### Textauszug
####
Journal 16. Juni 2009

Mittwoch, 17. Juni 2009 um 6:36

Die Semiotik von Arbeitshierarchien

Mit einem neuen, altgedienten Kollegen hatte ich einen höchst interessanten Austausch über die Zeichensysteme in Unternehmen, die die hierarchische Einordnung eines Mitarbeiters oder einer Mitarbeiterin markieren. Denn klar: Das Gehalt wächst mit dem Aufstieg, und ab einer bestimmten Chefigkeit gibt es einen Dienstwagen. Aber diese Dinge sieht ja nicht, wer zum Beispiel eine Abteilung betritt und möglichst schnell herausfinden will, wer das Sagen hat. Meiner Berufserfahrung nach gibt es in jedem Unternehmen eine ungeschriebene Hierarchiesemiotik, die bei dieser Einschätzung hilft. Hier einige Beispiele:

Quadratmeter
In konservativen Bürolandschaften lässt sich die Hierarchie allgemeinverständlich an der Architektur ablesen: Fußvolk teilt sich mit mehreren Kollegen und Kolleginnen einen Raum, eine Gruppenleiterin ist am Eckplatz mit etwas Luft darum zu erkennen, erheblich chefiger macht die Zuweisung eines Einzelbüros, Oberchefs sind die Menschen mit Vorzimmer, in der Topposition inklusive mehrköpfigem Vorzimmerpersonal. (Sonderregeln gelten für lärmreiche Branchen, in denen Führungskräfte auf erheblich niedrigeren Hierarchieebenen Schallschutz erhalten.) Verheerend für dieses Zeichensystem ist die konsequente Einführung von Großraumbüros; oft brechen heftige Kämpfe um gelernte Hierarchiemarker in Wandform aus. Ich kenne nur eine Oberchefin (Ebene direkt unter Vorstand) eines traditionellen Großunternehmens, die einen Platz mitten in ihrer Mannschaft bevorzugt und ihr standesgemäßes Einzelbüro zu einem Besprechungsraum umbauen hat lassen.
####
### Datenzeilen
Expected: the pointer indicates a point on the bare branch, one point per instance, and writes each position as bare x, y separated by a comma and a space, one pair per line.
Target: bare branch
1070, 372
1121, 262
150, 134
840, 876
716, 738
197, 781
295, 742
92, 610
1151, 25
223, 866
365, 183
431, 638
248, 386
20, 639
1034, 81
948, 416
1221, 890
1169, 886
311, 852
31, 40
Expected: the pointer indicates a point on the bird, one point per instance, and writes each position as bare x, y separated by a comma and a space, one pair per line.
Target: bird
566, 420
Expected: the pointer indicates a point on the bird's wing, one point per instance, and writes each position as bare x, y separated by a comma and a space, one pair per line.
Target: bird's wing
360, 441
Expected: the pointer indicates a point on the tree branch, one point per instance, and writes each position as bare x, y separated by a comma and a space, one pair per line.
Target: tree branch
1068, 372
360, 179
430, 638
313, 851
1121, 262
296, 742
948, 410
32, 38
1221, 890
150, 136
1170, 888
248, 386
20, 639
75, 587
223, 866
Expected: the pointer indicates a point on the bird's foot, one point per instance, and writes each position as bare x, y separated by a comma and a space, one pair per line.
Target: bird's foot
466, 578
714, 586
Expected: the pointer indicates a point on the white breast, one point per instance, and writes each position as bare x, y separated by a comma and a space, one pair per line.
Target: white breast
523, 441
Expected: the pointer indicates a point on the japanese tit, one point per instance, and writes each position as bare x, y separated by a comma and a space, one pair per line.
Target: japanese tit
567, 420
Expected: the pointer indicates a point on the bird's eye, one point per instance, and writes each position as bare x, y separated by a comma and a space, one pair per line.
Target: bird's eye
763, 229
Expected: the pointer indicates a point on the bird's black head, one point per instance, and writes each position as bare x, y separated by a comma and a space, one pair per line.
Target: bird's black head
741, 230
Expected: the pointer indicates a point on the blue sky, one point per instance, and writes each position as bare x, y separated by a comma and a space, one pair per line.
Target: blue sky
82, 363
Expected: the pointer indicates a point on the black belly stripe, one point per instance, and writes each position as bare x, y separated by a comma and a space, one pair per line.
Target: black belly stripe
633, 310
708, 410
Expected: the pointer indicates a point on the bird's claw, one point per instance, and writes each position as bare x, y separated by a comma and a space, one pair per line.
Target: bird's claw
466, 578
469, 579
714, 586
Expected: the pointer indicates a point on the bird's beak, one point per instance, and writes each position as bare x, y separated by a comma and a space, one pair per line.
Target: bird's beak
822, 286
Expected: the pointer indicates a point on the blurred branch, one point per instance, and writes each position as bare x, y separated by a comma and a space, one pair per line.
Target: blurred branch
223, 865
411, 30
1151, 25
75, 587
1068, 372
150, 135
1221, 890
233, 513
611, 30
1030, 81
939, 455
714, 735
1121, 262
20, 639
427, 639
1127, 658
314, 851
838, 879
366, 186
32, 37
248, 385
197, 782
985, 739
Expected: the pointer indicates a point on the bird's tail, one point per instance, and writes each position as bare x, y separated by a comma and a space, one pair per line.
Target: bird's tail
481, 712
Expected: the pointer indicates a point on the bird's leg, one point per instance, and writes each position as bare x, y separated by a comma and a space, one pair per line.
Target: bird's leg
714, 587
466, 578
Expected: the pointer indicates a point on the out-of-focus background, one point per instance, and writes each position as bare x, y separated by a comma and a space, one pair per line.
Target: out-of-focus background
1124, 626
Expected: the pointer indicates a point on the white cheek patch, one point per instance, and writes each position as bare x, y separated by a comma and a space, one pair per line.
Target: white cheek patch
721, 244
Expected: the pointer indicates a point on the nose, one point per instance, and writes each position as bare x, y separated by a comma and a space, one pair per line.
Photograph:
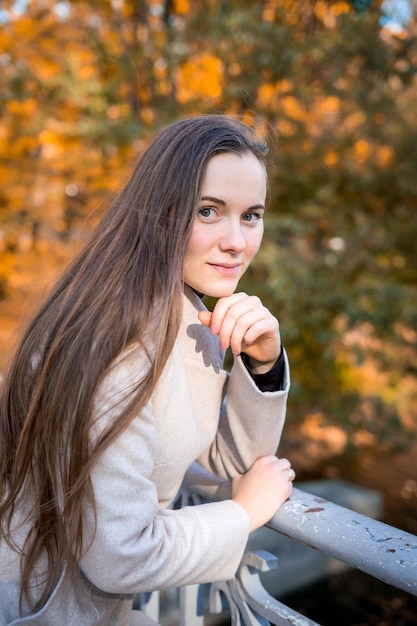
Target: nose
232, 238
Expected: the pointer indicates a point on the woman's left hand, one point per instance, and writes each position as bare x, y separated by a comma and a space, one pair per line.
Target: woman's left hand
244, 324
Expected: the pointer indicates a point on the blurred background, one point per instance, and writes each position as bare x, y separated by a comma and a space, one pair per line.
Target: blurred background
331, 85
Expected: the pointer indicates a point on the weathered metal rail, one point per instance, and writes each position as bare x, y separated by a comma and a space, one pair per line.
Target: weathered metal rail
382, 551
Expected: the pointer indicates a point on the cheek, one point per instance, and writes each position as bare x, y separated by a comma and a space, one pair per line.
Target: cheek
254, 243
198, 243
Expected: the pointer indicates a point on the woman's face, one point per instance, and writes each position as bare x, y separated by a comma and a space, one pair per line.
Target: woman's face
228, 228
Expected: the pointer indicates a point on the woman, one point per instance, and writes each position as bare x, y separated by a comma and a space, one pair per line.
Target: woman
118, 386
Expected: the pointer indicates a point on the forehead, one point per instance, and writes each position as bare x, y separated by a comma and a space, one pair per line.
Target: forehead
235, 173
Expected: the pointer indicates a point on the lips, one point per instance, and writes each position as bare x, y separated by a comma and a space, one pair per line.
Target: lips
226, 269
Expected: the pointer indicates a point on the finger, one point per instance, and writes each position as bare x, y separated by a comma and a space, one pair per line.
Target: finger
222, 309
237, 319
205, 318
291, 474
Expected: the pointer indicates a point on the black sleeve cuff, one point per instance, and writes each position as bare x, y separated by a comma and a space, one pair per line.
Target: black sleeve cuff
272, 380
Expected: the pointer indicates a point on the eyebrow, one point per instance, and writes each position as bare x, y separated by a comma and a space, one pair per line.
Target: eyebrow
223, 203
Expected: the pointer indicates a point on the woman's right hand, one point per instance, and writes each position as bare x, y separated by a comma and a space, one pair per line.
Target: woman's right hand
263, 488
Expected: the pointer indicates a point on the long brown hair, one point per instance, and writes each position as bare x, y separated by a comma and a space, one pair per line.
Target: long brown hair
128, 272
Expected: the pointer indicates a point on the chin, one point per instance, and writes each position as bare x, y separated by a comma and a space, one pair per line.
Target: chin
220, 291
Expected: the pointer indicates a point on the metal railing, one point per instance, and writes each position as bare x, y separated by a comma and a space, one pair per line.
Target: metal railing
382, 551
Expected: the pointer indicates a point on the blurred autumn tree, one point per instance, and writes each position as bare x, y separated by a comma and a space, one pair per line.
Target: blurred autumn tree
85, 84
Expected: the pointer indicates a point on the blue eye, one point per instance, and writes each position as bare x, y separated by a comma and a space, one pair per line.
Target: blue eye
253, 216
206, 212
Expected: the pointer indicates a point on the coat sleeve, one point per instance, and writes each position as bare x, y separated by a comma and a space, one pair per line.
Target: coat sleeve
250, 426
134, 545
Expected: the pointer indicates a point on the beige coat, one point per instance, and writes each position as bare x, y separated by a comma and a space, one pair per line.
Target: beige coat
140, 543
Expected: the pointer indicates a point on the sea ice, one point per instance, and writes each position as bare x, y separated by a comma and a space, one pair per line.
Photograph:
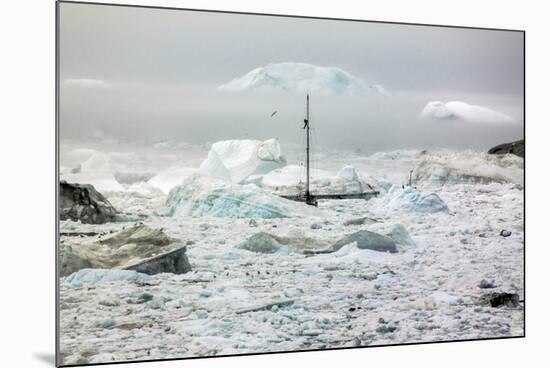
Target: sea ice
90, 276
468, 167
410, 200
204, 196
170, 178
236, 160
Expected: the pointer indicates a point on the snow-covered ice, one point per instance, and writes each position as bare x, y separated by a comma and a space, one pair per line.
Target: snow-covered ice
236, 160
237, 300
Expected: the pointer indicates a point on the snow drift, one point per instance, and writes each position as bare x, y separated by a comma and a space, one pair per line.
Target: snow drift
236, 160
205, 196
468, 167
409, 200
89, 276
169, 179
301, 78
463, 111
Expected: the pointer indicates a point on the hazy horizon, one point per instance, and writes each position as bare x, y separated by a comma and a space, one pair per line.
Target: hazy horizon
145, 75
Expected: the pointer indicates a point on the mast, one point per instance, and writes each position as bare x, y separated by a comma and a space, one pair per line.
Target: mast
309, 198
306, 126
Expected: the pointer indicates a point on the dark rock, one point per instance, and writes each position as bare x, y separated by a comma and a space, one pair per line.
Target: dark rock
81, 202
484, 284
360, 221
139, 234
505, 233
71, 262
175, 261
516, 148
499, 299
139, 248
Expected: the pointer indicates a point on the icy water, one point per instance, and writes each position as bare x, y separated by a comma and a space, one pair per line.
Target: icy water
237, 301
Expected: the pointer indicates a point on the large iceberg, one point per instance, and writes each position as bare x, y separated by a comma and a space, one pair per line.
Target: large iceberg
206, 196
301, 78
88, 166
236, 160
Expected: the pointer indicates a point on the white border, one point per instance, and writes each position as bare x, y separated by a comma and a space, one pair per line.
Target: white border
27, 144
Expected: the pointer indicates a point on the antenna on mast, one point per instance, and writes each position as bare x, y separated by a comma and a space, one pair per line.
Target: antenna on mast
309, 198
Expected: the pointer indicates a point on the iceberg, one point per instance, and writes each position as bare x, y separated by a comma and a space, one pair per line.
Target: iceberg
468, 167
236, 160
89, 276
301, 78
292, 176
410, 200
206, 196
463, 111
169, 179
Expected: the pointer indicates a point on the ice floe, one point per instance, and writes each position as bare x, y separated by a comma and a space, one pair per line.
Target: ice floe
205, 196
236, 160
90, 276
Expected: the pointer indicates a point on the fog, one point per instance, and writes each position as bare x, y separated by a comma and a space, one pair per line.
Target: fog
143, 75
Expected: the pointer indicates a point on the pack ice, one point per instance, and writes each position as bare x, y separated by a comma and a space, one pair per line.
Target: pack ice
409, 199
206, 196
468, 167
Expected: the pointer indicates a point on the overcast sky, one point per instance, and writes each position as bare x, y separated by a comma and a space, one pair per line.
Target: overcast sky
130, 73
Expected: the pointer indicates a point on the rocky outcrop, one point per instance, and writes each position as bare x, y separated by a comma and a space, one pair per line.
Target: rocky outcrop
81, 202
139, 248
516, 148
496, 300
174, 261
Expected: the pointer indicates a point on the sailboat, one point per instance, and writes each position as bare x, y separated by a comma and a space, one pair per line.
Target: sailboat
312, 199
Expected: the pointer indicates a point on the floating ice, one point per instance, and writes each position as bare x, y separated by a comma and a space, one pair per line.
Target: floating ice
291, 176
90, 276
410, 200
236, 160
170, 178
204, 196
468, 167
301, 78
263, 243
463, 111
348, 173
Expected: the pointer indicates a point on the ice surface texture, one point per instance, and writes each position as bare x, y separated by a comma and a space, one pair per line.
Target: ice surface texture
411, 200
236, 160
204, 196
90, 276
468, 167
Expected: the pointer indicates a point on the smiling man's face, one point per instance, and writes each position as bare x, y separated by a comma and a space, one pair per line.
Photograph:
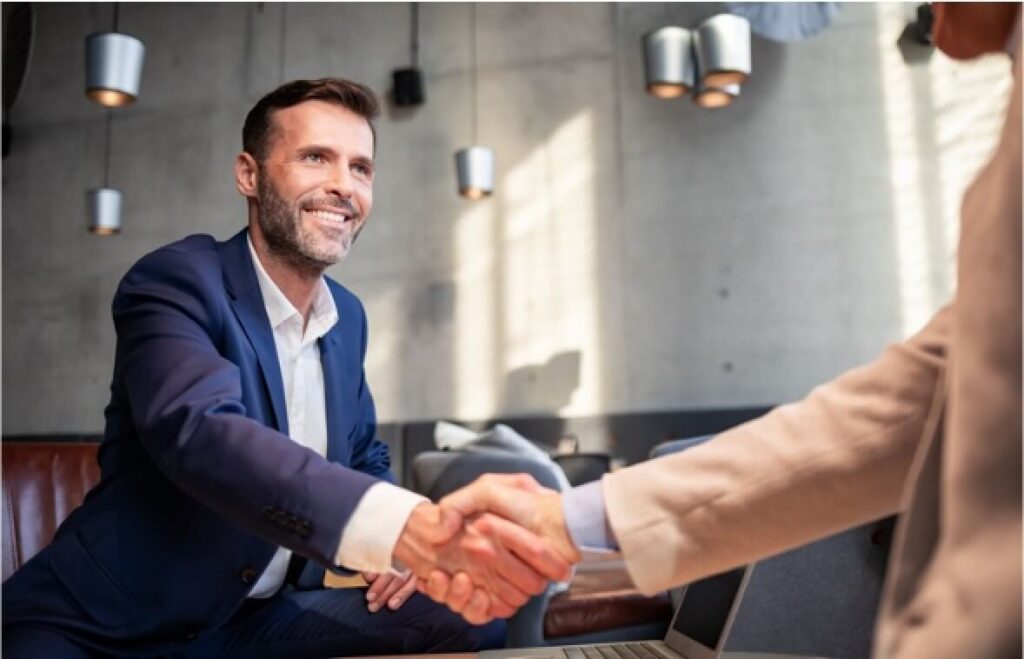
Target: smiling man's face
315, 184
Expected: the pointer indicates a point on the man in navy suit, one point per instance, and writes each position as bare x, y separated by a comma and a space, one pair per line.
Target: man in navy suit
240, 454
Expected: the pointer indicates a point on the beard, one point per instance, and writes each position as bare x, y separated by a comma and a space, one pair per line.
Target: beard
298, 246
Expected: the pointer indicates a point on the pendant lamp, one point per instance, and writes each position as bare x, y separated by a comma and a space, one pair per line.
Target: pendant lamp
723, 47
712, 97
113, 67
104, 203
474, 166
669, 61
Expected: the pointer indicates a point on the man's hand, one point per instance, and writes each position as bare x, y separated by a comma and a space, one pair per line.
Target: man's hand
504, 573
516, 497
388, 589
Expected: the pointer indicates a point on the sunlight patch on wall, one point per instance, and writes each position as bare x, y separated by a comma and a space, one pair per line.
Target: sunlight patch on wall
549, 296
525, 272
476, 268
970, 102
915, 294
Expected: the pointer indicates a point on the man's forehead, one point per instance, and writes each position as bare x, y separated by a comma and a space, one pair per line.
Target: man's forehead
322, 121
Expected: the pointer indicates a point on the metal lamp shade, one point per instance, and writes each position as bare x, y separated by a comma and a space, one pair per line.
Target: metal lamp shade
713, 97
723, 47
669, 61
475, 169
113, 68
104, 211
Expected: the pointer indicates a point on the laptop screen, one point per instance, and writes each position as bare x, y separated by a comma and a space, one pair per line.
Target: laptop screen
706, 607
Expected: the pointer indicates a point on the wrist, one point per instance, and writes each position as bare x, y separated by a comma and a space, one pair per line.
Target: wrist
554, 527
413, 551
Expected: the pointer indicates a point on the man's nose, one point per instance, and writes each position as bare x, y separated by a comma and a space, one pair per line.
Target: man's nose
341, 181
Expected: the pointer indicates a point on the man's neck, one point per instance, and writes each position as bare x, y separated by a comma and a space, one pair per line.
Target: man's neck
299, 286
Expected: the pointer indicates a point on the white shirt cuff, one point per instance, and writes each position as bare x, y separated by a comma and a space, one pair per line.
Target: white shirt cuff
369, 538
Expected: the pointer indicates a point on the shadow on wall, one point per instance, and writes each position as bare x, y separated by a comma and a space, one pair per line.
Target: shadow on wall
545, 388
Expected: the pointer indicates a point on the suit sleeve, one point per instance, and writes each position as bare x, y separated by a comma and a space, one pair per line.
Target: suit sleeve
804, 471
185, 402
370, 455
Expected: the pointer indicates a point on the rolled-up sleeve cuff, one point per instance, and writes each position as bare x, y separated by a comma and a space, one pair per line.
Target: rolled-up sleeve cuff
586, 518
369, 538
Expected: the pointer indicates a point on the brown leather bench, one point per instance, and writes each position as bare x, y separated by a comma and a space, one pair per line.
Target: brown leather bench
43, 482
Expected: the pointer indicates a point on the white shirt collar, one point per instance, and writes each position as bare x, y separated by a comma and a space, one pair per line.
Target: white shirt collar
280, 309
1014, 43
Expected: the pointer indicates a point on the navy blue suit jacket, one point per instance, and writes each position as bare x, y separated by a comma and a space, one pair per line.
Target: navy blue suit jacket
200, 482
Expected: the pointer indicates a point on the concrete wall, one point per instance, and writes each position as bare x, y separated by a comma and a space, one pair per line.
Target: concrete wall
638, 254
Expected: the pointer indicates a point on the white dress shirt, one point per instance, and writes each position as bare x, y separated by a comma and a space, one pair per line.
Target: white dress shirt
368, 540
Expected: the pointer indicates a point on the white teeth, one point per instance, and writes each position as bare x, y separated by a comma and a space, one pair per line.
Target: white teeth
330, 216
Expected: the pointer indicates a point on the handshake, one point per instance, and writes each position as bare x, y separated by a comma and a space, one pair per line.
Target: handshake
485, 548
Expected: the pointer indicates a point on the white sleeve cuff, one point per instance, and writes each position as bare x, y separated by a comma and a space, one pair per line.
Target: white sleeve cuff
369, 538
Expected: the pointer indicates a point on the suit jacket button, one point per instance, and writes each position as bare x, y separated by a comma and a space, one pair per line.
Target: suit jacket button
248, 576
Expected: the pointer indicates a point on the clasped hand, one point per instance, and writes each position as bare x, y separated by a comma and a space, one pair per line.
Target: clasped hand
485, 548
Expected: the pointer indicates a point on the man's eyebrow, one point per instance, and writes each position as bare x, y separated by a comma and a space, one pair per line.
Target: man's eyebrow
364, 160
316, 147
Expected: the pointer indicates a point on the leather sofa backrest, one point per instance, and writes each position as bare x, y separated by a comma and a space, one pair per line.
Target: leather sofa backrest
43, 482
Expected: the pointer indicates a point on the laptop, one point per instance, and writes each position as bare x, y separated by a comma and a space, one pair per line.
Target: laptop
698, 630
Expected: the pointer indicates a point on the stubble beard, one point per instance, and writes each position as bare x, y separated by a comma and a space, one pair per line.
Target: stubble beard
289, 240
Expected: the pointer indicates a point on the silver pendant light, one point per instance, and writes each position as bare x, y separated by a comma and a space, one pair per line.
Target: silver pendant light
474, 166
104, 203
104, 211
669, 62
723, 47
713, 97
113, 67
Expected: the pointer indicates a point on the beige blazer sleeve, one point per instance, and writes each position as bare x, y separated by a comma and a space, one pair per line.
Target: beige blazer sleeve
835, 459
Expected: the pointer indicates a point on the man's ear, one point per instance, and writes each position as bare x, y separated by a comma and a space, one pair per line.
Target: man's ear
246, 174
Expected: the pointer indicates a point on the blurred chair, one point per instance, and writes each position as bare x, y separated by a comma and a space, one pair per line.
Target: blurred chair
438, 473
820, 599
584, 468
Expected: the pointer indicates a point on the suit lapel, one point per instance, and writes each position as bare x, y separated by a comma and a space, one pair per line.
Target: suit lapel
333, 361
247, 302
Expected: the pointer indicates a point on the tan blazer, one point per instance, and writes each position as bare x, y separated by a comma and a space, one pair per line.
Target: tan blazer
931, 429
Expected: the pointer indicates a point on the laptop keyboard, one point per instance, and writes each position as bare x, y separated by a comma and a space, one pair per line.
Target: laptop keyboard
617, 651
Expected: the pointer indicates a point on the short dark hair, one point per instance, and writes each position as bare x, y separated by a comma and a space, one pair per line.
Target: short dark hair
358, 98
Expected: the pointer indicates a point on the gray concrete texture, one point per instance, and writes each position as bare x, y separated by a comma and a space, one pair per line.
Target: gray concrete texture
638, 254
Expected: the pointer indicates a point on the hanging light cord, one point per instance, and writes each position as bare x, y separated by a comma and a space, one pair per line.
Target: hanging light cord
107, 148
415, 41
281, 42
473, 55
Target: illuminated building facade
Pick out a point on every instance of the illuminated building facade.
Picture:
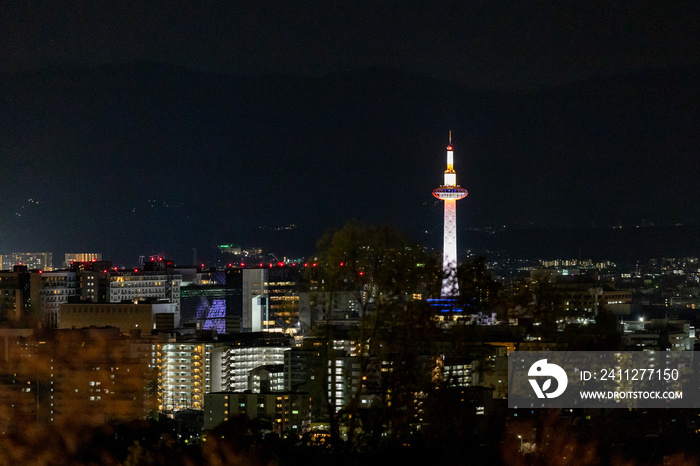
(183, 375)
(56, 289)
(450, 192)
(289, 412)
(33, 260)
(274, 293)
(69, 258)
(127, 317)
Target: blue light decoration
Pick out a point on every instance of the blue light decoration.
(212, 314)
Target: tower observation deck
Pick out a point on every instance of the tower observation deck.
(450, 192)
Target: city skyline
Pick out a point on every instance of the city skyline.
(568, 117)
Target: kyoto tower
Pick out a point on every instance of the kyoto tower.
(450, 192)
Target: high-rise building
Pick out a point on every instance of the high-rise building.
(56, 289)
(274, 293)
(33, 260)
(19, 299)
(450, 192)
(81, 257)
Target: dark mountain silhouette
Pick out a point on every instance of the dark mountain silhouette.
(146, 158)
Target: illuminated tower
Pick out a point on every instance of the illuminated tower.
(450, 192)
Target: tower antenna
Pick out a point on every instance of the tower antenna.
(450, 192)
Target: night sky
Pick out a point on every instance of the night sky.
(156, 128)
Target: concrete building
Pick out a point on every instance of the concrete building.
(19, 296)
(236, 362)
(142, 317)
(280, 285)
(69, 258)
(56, 288)
(32, 260)
(288, 412)
(265, 379)
(184, 375)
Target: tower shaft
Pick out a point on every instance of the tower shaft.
(449, 254)
(450, 192)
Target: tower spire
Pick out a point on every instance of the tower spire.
(450, 192)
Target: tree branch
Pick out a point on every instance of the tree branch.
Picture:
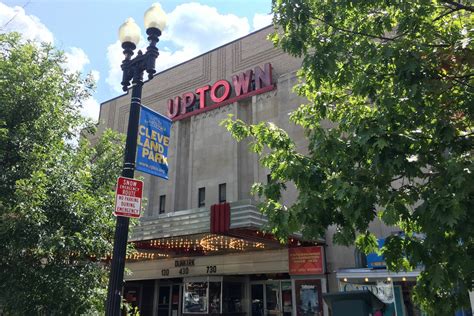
(446, 13)
(459, 6)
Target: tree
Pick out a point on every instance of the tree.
(396, 79)
(56, 191)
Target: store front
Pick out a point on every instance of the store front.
(242, 283)
(393, 289)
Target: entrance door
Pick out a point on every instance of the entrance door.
(271, 298)
(164, 301)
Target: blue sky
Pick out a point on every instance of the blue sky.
(87, 31)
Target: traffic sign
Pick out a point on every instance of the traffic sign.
(128, 197)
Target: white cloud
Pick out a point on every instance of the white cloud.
(76, 59)
(193, 29)
(15, 19)
(261, 20)
(90, 108)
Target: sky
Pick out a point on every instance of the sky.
(87, 31)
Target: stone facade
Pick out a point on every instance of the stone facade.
(202, 153)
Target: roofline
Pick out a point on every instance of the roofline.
(186, 61)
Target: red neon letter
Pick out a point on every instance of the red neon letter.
(173, 107)
(242, 82)
(221, 83)
(188, 100)
(263, 78)
(202, 96)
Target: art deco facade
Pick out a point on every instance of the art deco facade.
(201, 242)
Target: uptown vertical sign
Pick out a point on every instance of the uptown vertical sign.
(222, 92)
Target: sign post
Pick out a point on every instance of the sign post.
(128, 197)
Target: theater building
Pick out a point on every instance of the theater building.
(201, 241)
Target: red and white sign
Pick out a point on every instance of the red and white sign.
(305, 260)
(128, 197)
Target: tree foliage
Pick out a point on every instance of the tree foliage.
(396, 79)
(56, 193)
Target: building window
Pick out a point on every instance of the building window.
(201, 197)
(222, 193)
(162, 203)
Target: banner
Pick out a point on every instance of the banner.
(305, 260)
(153, 142)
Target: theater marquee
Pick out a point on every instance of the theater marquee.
(246, 84)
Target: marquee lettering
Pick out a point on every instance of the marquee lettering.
(245, 84)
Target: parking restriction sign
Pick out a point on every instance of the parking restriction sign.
(128, 197)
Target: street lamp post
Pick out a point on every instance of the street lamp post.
(133, 69)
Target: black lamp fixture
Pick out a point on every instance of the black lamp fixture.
(133, 69)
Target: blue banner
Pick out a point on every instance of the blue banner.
(153, 142)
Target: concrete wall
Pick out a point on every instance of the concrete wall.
(202, 153)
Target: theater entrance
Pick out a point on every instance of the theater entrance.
(169, 298)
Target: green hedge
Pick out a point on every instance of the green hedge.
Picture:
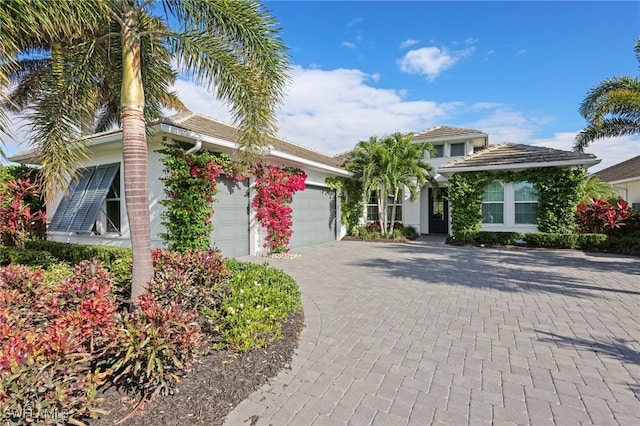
####
### Zu lösende Aufgabe
Führe den Textauszug über die Semiotik von Arbeitshierarchien im Anschluss an seinen letzten Satz weiter. Die Einträge sind hier ohne Belang.

### Richtige Antwort
Fenster
Es gibt Unternehmen, die die Ranghöhe von Führungskräften durch die Anzahl der Fenster in deren Büro signalisieren. Damit wird das Privileg des Einzelbüros unabhängig von Vorzimmer weiter heruntergebrochen. Die popeligsten Einzelbüros haben zwei Fenster, die besseren drei; die höchste Stufe sind vier Fenster über Eck. Obwohl auch dies nirgendwo festgehalten ist, sind erboste Beschwerden von Menschen belegt, die sich durch Unterfensterung diskriminiert fühlten.
(Andererseits stelle ich mir vor, wie Papi abends heimkommt: „Inge, mach den Sekt auf: Ich habe ein drittes Fenster bekommen.“)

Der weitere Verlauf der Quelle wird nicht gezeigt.